PROBLEM — Set down every entry below exactly as it stands.

(Dataset items)
--*--

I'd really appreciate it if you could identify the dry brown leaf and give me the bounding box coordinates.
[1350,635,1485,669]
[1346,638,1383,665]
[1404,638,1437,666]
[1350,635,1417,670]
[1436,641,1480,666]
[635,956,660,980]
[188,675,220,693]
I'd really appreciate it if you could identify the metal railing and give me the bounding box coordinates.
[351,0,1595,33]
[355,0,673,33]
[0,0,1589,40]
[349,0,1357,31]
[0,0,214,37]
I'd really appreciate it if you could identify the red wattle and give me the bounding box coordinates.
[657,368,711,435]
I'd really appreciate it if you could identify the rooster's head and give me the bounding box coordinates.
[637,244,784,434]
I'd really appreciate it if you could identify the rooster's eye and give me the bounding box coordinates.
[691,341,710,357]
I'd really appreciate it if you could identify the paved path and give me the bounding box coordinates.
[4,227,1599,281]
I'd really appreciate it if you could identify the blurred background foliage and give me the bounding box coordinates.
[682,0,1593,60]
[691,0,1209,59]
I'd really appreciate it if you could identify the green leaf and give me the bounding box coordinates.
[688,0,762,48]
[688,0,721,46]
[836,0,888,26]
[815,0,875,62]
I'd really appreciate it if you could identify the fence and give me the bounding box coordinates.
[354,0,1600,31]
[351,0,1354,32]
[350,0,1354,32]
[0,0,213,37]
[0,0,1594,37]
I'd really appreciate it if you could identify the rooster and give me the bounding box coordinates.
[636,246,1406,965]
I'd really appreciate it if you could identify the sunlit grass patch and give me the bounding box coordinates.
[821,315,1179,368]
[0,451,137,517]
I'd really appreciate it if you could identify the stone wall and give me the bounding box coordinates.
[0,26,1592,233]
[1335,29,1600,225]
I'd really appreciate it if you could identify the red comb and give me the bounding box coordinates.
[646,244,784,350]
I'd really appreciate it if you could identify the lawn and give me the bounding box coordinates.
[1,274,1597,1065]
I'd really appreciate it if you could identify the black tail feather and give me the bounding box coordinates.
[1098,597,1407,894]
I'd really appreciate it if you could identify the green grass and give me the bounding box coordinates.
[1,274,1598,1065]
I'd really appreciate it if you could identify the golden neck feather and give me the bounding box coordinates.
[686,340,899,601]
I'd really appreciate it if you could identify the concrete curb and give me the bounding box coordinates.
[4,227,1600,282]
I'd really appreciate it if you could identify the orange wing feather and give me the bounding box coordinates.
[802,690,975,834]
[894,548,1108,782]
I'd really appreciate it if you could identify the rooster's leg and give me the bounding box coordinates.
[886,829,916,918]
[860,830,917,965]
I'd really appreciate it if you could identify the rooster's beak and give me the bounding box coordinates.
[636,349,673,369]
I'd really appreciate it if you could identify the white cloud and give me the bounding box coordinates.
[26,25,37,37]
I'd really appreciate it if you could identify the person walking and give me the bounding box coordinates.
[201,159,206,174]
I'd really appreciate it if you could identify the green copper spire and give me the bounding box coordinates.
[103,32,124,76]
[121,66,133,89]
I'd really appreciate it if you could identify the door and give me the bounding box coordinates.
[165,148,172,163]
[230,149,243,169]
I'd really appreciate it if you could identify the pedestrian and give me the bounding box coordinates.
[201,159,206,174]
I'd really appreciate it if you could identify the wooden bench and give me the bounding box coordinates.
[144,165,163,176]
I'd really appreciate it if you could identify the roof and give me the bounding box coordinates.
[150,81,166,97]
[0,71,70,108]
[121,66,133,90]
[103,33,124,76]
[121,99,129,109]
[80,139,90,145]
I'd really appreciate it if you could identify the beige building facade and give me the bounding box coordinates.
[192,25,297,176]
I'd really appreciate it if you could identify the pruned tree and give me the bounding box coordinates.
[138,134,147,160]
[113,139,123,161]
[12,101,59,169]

--*--

SOLUTION —
I'd really appreciate it if you could identify the dry brown leaf and give me the bounding box coordinates.
[1350,635,1485,669]
[1346,638,1383,665]
[1404,638,1437,666]
[1350,635,1417,670]
[1436,641,1480,666]
[635,956,660,980]
[188,675,220,693]
I'd really appreciate it if you could identify the metal railing and give me the bounding box coordinates.
[351,0,1595,33]
[355,0,673,33]
[0,0,1589,40]
[349,0,1357,31]
[0,0,214,37]
I'd really appreciate it if you could identify the red wattle and give me the bounding box coordinates.
[657,368,711,435]
I'd really appreciate it if you could identify the rooster's head and give me the bounding box coordinates.
[637,244,784,434]
I'd really appreciate it if you could identify the rooster's eye and give me the bounding box coordinates.
[691,341,710,357]
I'd really appreciate it if you could identify the paved path and give me the bounding box coordinates.
[4,227,1599,281]
I'd really appreciate it if you could identify the blurred background foliage and give me the bounding box coordinates.
[682,0,1593,60]
[691,0,1209,59]
I'd really appreciate it if you could identify the green leaf and give me the bounding box coordinates.
[688,0,762,48]
[688,0,721,46]
[836,0,888,26]
[815,0,875,62]
I'd really appreciate it if you could identify the fence and give me the bounding box coordinates.
[354,0,1600,31]
[351,0,1354,32]
[350,0,1354,32]
[0,0,213,37]
[0,0,1594,37]
I'd really appreciate it if you could identify the rooster and give me the bounding box coordinates.
[636,246,1406,965]
I'd really appreciate it if you could identify the sunlit grass patch and give me the bounding box coordinates.
[821,315,1179,368]
[0,451,137,517]
I'd really appreciate it if you could identify the stone wall and give me the bounding box coordinates.
[0,26,1592,233]
[1335,29,1600,225]
I'd really appreciate it if you could identify the red comb and give me the bounding box coordinates.
[646,244,784,350]
I'd really appreciate it if you could identify the lawn and give me the bounding box coordinates.
[1,274,1597,1065]
I'd really appreciate it if you could identify the black tail feather and give me the bounding box coordinates.
[1098,597,1407,894]
I'd really appreciate it if you could identify the green grass and give me the bounding box coordinates.
[1,274,1598,1065]
I'd really appreciate it if you could identify the golden neck feather and give me the bounding box coordinates.
[686,340,899,601]
I'd really appreciate it if you could identify the concrete curb and give me the bounding box coordinates.
[4,227,1600,282]
I'd really appreciate it if you could identify the orange wing feather and give me the bounding box coordinates.
[802,690,975,834]
[894,548,1108,782]
I'd really appreciate it if you could identify the rooster's leg and give me the bounding box coordinates.
[886,829,916,918]
[860,830,917,965]
I'd really appreciate it if you could identify the rooster's beak and give me the bounding box coordinates.
[636,349,673,369]
I'd really appreciate it if you could identify the white cloud and give me the bounding box coordinates.
[26,25,37,37]
I'd really appreciate it if you could identify the person walking and give me the bounding box coordinates.
[201,159,206,174]
I'd really appreciate it if you could identify the green copper spire and give me the bounding box coordinates.
[103,32,124,76]
[121,66,133,89]
I'd really appreciate it if you could identify the door and give me the bounding box coordinates.
[165,148,172,163]
[230,149,243,169]
I'd really appreciate it if you could identify the pedestrian and give me the bounding box coordinates.
[201,159,206,174]
I'd really appreciate it if you could identify the wooden bench and give me the bounding box coordinates.
[144,165,163,176]
I'd really appreciate it if you could identify the roof and give me the bounding box coordinates.
[150,81,166,97]
[0,71,70,108]
[121,66,133,90]
[103,33,124,76]
[121,99,129,109]
[80,139,90,145]
I'd really appreciate it if you could identify the beige building facade and give me the bounding box coordinates.
[192,25,297,176]
I'd really appreciate it if you could identify the pruned tree and give me the bounding box coordinates.
[138,134,147,160]
[113,139,123,161]
[12,101,59,169]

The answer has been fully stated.